### GIVEN DATA
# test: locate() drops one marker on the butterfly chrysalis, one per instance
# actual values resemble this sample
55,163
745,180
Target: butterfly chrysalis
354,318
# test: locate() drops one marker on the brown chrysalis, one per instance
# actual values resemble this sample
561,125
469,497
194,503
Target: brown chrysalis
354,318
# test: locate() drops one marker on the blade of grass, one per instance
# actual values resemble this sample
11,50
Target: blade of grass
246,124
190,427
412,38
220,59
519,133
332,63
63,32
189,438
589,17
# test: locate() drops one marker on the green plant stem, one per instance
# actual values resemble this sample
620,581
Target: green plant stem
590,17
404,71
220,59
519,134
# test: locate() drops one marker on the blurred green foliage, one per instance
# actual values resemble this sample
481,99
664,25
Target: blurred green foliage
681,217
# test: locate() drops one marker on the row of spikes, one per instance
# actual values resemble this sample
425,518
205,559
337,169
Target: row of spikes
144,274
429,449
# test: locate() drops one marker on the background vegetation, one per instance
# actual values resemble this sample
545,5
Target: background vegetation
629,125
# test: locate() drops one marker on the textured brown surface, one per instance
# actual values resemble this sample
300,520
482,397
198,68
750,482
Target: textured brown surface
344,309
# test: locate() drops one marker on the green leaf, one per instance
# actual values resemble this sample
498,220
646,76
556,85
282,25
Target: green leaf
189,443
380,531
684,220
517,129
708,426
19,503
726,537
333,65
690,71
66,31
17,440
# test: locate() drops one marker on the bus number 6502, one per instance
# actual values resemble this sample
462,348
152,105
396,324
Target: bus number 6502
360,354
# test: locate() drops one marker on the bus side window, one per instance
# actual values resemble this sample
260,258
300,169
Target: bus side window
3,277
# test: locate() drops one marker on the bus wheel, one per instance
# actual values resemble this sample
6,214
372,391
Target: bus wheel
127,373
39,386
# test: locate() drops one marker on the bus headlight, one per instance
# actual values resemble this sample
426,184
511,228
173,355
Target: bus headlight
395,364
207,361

### EXERCISE
Reproduce the part of the listing that opens with the line containing "# test: locate() drops one marker on the bus number" and runs through the end of the listing, requests included. Raise every answer coordinate by 88.

### FINISHED ANSWER
# test: locate() drops one marker on the bus number 6502, one per instance
# actual values resemble this sample
462,348
152,105
396,324
Target: bus number 6502
448,442
# test: locate() drops one marker on the bus side window, one per instance
# actual values resemble this sample
260,258
300,169
Target: bus side window
91,365
# test: locate() drops one marker on the bus wheel, one per instance
# actual values resemble this sample
6,214
372,391
Target: bus wheel
215,461
127,474
# test: locate() drops one marker on the bus headlight, one per instance
# actual values resemble this sample
426,184
511,228
173,355
Target: bus headlight
483,452
295,449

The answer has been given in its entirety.